EXERCISE:
In the records below, rewrite the stretch from the line containing "Label each background" through the line containing "[40,222,95,308]", both ends included, keeping the requests as they are. Multiply every box coordinate in the answers by 1.75 and round each to a whole number, with halves going up.

═══ GIVEN RECORDS ═══

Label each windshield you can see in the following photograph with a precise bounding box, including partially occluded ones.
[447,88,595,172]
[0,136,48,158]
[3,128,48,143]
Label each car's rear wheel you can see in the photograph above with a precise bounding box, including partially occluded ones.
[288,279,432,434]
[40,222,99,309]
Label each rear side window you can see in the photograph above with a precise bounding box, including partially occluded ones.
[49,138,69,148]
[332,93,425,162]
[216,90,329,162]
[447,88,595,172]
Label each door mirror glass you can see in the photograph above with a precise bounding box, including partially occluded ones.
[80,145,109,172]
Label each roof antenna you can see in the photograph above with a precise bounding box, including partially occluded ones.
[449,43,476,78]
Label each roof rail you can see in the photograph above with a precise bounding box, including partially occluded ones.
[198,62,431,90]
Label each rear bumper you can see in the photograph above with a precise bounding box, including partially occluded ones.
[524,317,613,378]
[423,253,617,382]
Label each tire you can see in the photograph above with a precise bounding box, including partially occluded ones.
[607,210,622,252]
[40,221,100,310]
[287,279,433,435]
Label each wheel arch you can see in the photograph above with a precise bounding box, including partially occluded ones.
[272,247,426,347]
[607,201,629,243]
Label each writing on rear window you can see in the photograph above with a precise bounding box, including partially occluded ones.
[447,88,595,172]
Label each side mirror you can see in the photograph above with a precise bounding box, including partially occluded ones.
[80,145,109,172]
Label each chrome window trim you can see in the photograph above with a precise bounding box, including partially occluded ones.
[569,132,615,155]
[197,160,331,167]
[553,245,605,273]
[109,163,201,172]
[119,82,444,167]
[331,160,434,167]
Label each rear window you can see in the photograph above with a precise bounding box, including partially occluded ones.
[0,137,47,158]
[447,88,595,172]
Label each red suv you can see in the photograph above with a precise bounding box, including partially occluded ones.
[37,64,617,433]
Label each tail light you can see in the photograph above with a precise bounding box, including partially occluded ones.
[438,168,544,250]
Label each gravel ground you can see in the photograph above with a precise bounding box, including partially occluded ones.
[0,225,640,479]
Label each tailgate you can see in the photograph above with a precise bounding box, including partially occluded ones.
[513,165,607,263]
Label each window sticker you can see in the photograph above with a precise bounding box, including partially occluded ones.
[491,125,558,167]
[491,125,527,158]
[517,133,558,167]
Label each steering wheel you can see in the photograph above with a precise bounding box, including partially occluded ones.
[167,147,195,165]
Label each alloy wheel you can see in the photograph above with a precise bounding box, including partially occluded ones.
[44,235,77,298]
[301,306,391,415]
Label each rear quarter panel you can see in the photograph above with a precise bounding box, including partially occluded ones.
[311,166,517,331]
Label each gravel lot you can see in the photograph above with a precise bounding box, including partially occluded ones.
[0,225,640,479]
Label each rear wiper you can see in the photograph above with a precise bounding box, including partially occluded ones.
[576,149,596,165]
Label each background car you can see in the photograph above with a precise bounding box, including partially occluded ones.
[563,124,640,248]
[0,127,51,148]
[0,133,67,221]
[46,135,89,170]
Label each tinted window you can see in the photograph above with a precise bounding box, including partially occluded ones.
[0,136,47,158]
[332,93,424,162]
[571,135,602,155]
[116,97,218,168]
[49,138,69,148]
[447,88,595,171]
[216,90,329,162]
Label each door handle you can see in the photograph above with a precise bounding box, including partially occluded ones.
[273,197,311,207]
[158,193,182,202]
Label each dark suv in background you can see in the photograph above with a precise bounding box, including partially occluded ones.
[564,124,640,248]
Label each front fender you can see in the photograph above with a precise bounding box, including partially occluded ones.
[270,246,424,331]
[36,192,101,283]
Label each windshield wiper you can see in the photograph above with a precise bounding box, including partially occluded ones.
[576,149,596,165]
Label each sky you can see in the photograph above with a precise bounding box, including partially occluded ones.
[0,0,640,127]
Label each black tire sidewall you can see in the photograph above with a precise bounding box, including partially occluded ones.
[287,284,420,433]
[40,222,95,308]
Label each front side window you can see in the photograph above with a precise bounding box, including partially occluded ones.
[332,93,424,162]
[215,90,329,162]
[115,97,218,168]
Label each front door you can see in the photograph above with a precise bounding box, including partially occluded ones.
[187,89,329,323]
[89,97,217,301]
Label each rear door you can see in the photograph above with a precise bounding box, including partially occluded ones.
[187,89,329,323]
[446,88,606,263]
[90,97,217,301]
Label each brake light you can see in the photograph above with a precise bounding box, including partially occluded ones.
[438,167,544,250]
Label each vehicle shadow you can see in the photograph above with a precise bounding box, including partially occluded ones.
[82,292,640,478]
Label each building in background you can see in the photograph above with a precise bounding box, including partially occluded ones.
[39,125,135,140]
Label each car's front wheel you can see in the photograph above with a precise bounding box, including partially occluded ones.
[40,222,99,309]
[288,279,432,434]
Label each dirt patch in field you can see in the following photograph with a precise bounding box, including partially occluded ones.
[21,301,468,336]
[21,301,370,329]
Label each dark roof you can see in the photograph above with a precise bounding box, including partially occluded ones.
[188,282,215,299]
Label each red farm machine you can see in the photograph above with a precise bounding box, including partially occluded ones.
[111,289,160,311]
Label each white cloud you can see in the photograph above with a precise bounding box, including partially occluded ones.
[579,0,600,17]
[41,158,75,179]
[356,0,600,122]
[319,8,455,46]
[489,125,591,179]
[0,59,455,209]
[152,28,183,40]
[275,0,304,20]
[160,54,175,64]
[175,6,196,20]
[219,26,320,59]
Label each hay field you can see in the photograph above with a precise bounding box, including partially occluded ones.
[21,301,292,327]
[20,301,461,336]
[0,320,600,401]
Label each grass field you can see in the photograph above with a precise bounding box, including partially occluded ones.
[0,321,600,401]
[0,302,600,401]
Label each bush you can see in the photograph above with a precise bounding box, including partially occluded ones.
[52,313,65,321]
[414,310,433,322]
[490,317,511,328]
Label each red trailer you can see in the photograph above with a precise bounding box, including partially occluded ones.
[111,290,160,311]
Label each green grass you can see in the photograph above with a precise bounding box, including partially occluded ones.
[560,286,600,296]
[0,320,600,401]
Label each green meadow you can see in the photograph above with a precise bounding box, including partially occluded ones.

═══

TASK ANSWER:
Label each background car you can see in the photograph above with a precise bounding box, including partially occluded ones.
[985,217,1120,434]
[0,222,89,259]
[0,233,117,387]
[81,236,156,298]
Label each tinted window you can see in the photograph above with a precise bounding box, including partially occluded ones.
[0,238,82,277]
[581,163,742,284]
[999,236,1054,271]
[203,170,382,294]
[86,242,121,259]
[782,154,1041,299]
[378,158,576,284]
Label each door handle you can see in the photograph above with a precise bounding box, including partially occluded ones.
[478,345,544,362]
[277,338,319,354]
Label each dark suv in background you can see in the photograph above with a precise bounding box, including partially occluded ones.
[987,217,1120,434]
Label each front fender you can see in the photograph above with a precise bounding box, including partially occluded ones.
[473,431,742,579]
[63,336,177,495]
Label each windshield wiper you can see in the photograph above with a precise bounding box, including partially occluded ones.
[1008,261,1043,289]
Label each sky you can see in the photograph above with a precise bounding box, including partially occluded ones.
[0,0,1120,222]
Label each black tire sidewall you can see in the photograph above with a precise bounding box, including partially occluded ones.
[502,497,735,758]
[70,389,166,539]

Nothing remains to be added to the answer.